**Your task:** In the material below, find each line with the word "instance" and copy it.

**Provided records:**
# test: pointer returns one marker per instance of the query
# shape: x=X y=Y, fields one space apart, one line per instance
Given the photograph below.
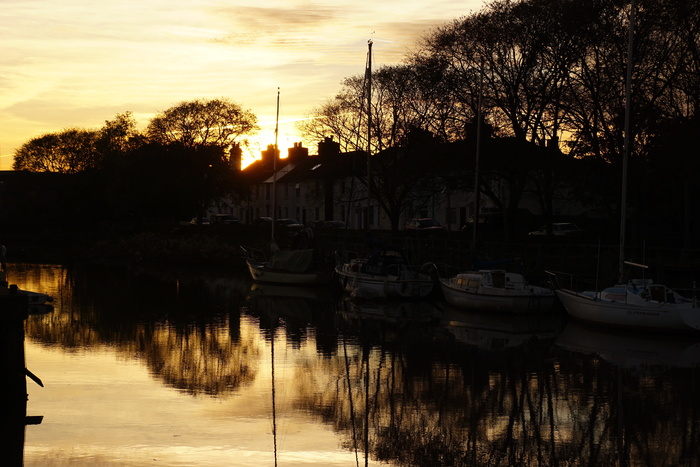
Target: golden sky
x=77 y=63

**Solution to the problem:**
# test: pointer returns one marker per instance of the query
# shape: x=X y=Y, fields one space apart, one line per instance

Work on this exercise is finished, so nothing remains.